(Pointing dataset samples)
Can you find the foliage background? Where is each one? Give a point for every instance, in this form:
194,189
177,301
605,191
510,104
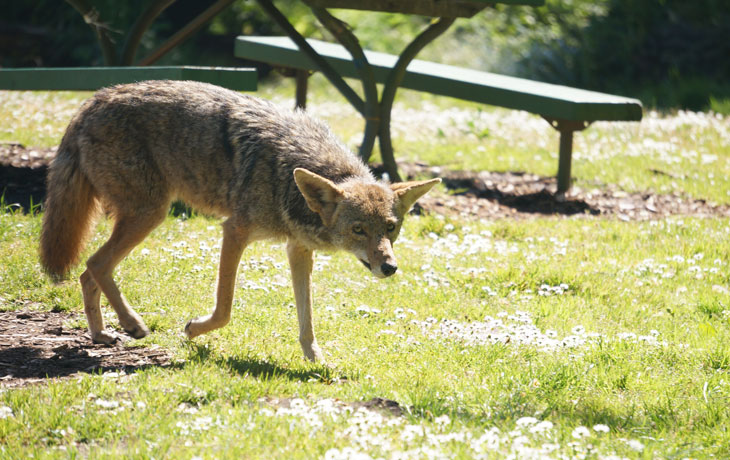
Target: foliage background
669,53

▶ _What you need to do_
Rewrite the material above, swapping "foliage background" for "leafy backdrop" and keeping everything else the same. Leave the pictures out of your answer.

▶ _Written solution_
Can you find the leafy backdrop? Where is each one? Give a point for every instance, in this form:
194,189
177,301
605,191
510,104
Target: leafy backdrop
669,53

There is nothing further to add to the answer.